● **PROBLEM DETAILS**
Which lines below hold the word "spider"? Copy all of them.

● **ENTRIES SUPPLIED**
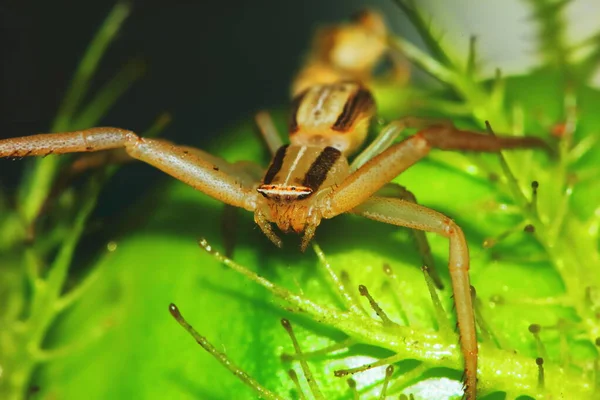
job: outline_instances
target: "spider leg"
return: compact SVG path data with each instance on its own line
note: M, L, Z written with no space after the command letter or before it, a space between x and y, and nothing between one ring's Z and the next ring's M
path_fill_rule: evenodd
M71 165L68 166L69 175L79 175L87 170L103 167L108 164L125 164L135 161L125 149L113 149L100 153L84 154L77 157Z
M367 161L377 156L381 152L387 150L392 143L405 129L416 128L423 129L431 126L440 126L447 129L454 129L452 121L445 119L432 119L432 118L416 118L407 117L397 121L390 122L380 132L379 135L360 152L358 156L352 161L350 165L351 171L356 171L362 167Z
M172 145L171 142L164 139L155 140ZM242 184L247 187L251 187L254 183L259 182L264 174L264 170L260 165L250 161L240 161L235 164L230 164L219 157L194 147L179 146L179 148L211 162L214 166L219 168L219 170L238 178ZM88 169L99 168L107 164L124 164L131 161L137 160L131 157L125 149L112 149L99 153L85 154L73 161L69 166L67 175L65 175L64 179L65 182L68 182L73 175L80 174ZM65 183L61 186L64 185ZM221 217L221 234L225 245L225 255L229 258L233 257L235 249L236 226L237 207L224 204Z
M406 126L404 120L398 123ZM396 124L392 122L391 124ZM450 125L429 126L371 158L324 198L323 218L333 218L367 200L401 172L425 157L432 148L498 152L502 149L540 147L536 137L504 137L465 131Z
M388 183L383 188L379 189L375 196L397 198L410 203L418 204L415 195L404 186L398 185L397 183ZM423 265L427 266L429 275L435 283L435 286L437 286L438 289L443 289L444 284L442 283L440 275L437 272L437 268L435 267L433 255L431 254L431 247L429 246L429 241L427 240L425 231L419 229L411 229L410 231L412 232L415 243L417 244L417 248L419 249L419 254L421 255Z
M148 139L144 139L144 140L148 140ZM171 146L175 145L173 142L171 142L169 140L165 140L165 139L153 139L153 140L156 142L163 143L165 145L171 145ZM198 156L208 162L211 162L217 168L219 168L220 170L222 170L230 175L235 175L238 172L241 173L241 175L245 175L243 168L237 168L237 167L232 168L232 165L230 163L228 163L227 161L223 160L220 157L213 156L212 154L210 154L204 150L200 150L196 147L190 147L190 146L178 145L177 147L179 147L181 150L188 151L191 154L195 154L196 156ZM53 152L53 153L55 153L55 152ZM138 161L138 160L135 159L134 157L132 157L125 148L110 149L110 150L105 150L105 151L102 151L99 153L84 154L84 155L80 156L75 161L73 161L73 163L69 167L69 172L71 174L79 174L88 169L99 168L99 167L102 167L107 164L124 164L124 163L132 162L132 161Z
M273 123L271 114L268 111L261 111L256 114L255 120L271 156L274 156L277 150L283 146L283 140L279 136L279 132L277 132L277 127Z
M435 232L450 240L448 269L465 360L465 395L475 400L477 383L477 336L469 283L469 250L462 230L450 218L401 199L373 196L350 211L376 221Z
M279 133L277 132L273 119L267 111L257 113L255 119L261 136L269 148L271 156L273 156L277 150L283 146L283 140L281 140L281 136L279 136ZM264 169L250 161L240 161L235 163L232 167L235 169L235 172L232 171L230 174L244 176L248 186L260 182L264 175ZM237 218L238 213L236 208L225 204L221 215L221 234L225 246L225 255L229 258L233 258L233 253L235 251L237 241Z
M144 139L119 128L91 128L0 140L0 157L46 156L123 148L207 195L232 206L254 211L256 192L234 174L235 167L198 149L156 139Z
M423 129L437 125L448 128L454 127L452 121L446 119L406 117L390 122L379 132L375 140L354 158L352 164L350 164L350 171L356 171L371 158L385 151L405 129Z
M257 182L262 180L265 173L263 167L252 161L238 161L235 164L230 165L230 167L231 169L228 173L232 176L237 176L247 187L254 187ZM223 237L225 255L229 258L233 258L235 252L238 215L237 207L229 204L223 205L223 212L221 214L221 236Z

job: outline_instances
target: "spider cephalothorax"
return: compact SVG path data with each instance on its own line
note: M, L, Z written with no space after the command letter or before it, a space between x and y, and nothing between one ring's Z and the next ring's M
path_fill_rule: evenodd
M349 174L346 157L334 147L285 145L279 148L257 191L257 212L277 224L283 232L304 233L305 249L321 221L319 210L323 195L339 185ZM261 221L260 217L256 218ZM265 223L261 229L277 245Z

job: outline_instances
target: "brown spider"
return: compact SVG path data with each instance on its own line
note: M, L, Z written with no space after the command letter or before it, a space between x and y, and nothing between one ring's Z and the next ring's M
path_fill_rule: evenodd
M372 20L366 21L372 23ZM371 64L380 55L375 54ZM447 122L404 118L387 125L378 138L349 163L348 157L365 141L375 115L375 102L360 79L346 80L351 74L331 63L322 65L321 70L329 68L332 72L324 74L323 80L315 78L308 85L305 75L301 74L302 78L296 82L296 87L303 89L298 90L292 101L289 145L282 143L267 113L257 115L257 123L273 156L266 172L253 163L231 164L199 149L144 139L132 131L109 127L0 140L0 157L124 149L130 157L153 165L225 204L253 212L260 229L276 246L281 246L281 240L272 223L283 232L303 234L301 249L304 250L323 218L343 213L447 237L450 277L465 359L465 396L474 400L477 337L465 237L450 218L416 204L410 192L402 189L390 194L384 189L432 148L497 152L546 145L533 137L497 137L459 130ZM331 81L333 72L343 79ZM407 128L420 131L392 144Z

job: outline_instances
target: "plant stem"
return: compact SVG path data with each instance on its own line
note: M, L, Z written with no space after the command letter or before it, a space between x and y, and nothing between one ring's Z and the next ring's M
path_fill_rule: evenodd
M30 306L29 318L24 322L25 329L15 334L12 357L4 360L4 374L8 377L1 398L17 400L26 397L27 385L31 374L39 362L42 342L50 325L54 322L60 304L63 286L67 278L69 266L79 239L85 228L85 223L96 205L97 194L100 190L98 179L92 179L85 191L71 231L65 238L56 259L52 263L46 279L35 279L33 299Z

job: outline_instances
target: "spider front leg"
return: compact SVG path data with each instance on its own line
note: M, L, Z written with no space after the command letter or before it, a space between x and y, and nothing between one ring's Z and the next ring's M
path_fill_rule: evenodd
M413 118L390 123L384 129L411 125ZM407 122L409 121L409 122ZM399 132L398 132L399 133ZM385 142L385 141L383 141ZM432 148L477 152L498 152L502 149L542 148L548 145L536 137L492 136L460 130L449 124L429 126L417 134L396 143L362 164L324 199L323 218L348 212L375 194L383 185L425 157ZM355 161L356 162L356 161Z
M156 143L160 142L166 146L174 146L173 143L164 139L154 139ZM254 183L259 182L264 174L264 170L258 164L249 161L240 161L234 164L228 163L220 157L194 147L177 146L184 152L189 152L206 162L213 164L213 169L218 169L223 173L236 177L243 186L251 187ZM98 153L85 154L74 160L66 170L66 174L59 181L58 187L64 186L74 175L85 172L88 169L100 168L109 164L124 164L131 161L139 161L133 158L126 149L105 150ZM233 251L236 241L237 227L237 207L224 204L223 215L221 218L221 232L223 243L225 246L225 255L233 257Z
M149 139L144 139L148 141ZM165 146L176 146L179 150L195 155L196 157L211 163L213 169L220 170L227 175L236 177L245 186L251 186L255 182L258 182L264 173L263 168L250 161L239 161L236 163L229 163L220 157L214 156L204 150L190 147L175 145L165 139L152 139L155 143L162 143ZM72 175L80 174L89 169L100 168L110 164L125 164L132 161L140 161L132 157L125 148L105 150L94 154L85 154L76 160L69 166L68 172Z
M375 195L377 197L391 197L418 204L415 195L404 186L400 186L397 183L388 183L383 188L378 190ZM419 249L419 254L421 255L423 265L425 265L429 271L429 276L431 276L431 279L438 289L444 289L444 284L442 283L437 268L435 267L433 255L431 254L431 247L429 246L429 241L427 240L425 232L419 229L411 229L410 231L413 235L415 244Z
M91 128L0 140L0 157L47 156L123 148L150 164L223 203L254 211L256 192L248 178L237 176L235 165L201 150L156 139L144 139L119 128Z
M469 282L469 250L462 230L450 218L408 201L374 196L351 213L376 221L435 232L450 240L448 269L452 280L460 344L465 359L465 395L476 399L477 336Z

● **RESULT OF THIS TASK**
target: "spider leg"
target: "spider cephalothorax"
target: "brown spider"
target: "spider front leg"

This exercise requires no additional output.